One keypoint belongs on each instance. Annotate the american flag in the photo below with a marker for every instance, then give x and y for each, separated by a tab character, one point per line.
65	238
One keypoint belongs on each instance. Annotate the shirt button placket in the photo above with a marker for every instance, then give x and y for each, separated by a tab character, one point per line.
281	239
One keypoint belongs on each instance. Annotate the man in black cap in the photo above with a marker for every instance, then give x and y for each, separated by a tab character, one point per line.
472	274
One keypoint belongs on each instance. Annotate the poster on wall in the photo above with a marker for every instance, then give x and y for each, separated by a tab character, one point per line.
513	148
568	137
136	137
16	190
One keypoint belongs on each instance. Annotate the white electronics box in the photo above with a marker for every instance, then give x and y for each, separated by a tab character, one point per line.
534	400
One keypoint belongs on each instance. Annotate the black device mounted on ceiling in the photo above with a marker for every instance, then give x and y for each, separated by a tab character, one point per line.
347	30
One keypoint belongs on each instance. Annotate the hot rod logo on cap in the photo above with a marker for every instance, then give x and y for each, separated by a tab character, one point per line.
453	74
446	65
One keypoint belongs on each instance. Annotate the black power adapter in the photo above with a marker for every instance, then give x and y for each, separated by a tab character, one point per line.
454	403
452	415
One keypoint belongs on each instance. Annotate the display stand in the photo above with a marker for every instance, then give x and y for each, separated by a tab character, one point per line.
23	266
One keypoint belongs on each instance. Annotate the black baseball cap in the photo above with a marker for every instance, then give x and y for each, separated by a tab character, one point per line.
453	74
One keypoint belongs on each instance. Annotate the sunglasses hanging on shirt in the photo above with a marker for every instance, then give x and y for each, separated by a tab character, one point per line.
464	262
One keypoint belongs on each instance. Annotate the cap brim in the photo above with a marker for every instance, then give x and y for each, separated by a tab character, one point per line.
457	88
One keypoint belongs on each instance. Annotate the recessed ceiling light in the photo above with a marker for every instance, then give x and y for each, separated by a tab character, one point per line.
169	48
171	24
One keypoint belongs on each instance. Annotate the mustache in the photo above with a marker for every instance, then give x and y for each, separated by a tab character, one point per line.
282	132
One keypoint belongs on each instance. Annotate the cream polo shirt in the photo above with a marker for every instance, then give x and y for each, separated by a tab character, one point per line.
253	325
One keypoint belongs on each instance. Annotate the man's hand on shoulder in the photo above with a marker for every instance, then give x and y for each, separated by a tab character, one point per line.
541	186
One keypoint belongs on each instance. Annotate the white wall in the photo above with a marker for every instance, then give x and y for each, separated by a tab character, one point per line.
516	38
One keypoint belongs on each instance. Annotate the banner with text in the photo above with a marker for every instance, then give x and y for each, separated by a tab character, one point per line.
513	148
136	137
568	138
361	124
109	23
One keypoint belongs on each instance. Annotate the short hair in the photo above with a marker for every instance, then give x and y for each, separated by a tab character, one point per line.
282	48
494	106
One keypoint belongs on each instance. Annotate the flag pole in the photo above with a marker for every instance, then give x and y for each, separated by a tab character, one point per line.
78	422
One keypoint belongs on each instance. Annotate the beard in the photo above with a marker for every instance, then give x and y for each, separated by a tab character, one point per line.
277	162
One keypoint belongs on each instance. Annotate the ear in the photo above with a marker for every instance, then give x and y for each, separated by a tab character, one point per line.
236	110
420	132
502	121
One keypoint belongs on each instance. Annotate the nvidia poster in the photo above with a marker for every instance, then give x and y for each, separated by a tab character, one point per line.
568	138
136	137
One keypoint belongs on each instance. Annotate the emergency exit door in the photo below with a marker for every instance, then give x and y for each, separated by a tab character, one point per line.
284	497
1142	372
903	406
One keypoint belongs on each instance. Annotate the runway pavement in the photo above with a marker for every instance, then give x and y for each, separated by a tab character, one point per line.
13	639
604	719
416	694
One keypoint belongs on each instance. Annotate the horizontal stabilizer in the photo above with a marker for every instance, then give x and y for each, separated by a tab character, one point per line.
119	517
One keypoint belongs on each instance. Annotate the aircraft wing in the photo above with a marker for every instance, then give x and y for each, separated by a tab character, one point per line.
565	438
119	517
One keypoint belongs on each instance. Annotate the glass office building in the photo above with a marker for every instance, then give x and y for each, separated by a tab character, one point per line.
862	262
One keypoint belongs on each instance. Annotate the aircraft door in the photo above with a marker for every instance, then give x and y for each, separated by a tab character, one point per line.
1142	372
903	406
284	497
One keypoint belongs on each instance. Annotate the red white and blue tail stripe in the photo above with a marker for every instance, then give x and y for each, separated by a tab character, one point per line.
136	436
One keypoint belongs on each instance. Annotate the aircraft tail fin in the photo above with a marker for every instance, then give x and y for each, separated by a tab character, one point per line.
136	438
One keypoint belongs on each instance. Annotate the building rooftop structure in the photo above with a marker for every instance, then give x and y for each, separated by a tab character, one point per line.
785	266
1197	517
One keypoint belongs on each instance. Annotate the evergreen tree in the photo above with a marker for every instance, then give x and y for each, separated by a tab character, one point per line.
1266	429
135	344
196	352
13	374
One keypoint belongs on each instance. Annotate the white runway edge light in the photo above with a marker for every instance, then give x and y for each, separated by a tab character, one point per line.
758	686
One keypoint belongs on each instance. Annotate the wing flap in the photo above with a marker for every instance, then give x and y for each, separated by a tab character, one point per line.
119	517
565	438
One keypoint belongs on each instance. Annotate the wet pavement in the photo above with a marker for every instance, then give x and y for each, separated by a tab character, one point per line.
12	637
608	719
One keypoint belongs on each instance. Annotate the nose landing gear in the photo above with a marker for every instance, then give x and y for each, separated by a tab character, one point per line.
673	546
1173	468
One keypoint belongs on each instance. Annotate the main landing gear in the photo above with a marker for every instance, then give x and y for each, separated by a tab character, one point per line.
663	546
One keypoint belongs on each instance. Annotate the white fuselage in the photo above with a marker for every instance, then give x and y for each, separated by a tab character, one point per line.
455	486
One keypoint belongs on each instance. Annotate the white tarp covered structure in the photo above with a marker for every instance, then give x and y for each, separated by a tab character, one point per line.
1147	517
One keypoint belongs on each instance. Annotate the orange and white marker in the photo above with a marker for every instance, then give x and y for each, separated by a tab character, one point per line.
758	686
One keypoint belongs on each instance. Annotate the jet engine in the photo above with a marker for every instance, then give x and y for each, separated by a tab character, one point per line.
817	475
...
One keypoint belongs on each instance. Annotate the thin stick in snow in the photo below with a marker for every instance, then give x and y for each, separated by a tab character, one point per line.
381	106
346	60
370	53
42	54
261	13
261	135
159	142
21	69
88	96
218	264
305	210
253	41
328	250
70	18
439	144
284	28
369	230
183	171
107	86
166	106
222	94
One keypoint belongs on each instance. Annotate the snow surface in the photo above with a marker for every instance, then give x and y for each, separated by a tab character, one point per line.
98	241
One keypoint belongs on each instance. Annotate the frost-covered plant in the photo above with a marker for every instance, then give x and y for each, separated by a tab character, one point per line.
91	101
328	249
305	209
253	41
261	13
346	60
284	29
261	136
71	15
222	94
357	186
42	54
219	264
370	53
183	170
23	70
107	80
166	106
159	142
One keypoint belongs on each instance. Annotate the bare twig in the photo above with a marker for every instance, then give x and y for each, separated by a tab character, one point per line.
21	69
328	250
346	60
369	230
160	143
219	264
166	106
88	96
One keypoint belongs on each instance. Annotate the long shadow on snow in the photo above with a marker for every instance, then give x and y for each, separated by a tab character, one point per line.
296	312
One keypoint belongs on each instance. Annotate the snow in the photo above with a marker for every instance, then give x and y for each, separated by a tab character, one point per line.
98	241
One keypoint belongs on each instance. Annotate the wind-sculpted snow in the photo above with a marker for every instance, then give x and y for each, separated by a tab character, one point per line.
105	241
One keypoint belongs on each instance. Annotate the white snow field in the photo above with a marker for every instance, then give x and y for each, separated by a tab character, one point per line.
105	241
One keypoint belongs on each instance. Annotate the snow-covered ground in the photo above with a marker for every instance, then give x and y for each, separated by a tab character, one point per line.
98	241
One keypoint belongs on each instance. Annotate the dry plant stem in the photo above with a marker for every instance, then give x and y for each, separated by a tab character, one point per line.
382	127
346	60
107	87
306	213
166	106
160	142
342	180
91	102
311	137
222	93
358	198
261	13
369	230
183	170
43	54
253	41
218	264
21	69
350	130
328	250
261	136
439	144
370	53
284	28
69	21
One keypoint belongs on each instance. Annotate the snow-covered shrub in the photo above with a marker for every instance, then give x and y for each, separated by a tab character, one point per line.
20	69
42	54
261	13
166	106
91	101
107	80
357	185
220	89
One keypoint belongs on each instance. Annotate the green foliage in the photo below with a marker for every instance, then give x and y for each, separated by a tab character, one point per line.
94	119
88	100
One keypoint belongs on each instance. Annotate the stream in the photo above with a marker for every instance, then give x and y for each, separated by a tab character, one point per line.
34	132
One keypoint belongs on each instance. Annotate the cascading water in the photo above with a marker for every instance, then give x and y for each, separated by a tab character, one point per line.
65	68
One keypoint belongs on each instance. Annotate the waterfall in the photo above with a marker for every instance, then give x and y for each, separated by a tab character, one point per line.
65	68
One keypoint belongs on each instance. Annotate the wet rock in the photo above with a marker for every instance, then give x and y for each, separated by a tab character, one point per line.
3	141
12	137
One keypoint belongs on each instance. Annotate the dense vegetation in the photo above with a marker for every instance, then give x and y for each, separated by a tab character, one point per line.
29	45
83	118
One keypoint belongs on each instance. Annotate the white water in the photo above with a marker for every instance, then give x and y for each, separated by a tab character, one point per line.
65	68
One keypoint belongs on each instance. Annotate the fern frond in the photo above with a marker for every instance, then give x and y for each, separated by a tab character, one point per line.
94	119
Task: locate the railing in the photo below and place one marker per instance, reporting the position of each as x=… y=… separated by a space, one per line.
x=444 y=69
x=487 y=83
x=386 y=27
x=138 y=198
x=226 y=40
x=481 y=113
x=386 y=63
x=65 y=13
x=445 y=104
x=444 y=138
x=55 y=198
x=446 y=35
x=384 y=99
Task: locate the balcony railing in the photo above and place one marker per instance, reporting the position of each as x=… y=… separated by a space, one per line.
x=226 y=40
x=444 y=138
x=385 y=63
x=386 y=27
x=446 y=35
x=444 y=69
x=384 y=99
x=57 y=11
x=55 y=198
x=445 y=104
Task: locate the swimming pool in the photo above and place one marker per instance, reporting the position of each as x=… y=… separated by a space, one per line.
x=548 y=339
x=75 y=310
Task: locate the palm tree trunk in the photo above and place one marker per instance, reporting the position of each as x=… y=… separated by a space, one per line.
--
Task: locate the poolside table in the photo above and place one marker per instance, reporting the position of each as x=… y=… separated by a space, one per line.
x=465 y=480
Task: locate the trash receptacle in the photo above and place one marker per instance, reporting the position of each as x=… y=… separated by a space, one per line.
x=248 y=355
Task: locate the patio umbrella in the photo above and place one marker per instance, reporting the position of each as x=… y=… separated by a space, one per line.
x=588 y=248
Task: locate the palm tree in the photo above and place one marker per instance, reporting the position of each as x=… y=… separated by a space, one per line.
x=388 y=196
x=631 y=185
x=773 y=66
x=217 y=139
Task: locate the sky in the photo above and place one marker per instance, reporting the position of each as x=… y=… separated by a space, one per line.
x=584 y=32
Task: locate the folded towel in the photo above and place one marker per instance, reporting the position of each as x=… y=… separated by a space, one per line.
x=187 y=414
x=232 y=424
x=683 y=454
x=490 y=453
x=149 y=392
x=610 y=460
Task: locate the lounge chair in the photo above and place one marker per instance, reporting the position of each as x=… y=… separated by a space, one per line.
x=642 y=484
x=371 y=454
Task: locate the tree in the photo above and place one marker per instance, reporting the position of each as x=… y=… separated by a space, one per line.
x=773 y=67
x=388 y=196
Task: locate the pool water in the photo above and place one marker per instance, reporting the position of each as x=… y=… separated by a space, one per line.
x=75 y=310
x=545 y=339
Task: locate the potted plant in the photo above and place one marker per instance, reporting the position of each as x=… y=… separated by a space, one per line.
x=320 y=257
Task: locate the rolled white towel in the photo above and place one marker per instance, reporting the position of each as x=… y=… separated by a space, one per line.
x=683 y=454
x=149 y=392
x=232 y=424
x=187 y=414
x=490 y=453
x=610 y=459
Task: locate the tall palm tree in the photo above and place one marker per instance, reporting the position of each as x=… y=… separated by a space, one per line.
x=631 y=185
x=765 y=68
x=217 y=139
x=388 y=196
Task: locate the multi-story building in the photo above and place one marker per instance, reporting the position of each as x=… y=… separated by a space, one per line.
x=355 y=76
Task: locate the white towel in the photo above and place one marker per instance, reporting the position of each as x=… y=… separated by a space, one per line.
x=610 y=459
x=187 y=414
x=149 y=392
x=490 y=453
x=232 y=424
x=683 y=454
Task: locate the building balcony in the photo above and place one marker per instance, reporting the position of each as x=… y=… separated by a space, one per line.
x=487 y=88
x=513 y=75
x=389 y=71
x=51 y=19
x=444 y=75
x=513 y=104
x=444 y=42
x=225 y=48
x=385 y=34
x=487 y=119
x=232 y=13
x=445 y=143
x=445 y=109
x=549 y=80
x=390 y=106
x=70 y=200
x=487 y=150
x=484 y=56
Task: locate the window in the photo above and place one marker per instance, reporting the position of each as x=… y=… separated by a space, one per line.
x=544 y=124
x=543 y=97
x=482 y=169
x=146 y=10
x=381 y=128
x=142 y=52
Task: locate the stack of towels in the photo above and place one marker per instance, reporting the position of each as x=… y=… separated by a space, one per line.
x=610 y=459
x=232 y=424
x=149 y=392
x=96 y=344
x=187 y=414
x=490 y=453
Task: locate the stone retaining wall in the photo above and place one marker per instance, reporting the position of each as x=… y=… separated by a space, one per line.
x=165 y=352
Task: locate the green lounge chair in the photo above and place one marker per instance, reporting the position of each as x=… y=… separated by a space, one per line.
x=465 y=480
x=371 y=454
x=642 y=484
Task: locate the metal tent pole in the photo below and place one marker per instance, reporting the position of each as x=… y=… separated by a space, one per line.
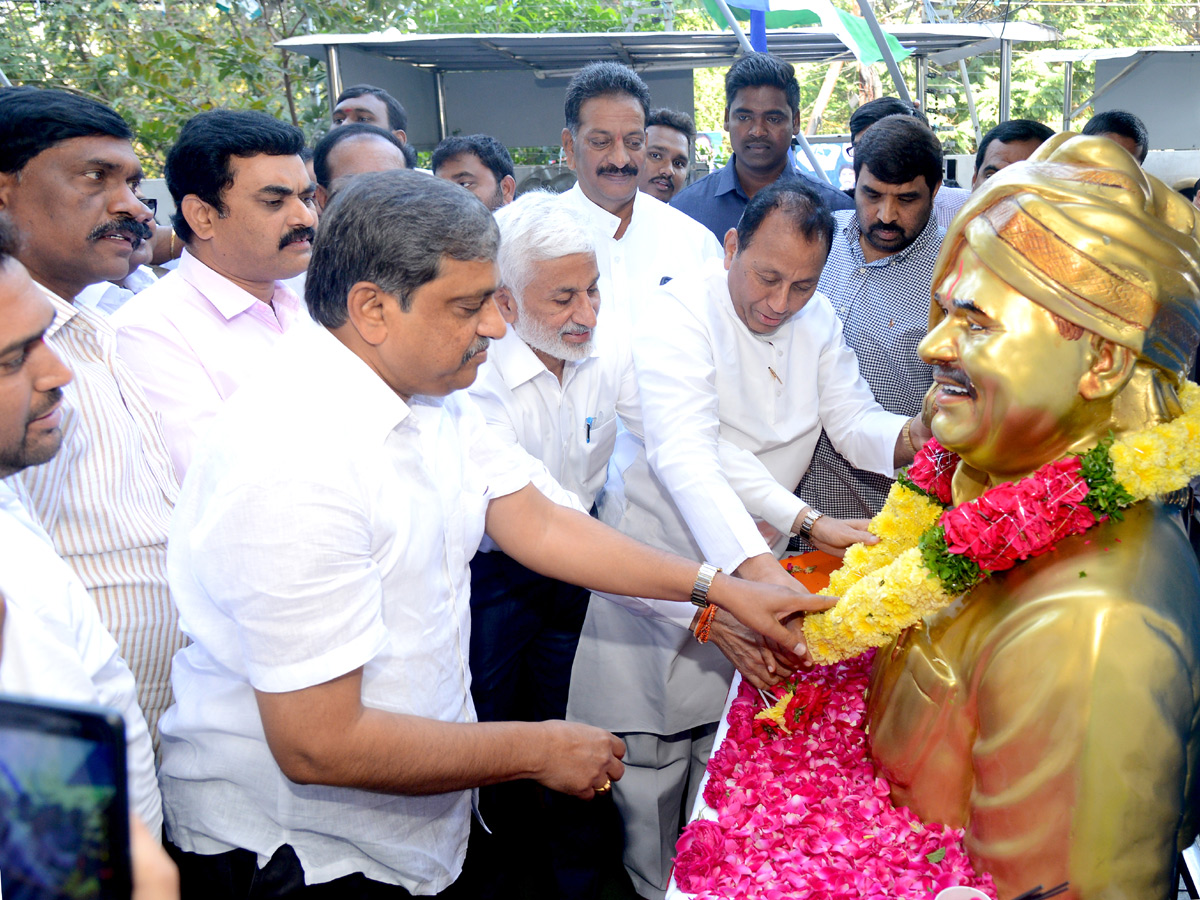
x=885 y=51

--- Task ---
Only the lines from the one containing "Task: locate the balcony" through the one containing "Task: locate the palm tree trunk" are to be retyped, both boundary lines included, with no other material.

--- Your solution ---
Task: locate the balcony railing in the photo above and place one marker per instance, reporting the position of each as x=… y=… separated by a space, one per line.
x=226 y=40
x=444 y=138
x=385 y=63
x=386 y=27
x=446 y=35
x=444 y=69
x=384 y=99
x=57 y=11
x=55 y=198
x=445 y=104
Task: locate the swimming pool in the photo above and place one marker per instance, reporting the position of each as x=… y=… separated by a space, one per line.
x=548 y=339
x=75 y=310
Task: locate the palm tree trunk in the photo above and place one marker per instance, reporting the position of each as x=… y=… separated by a space, one per line.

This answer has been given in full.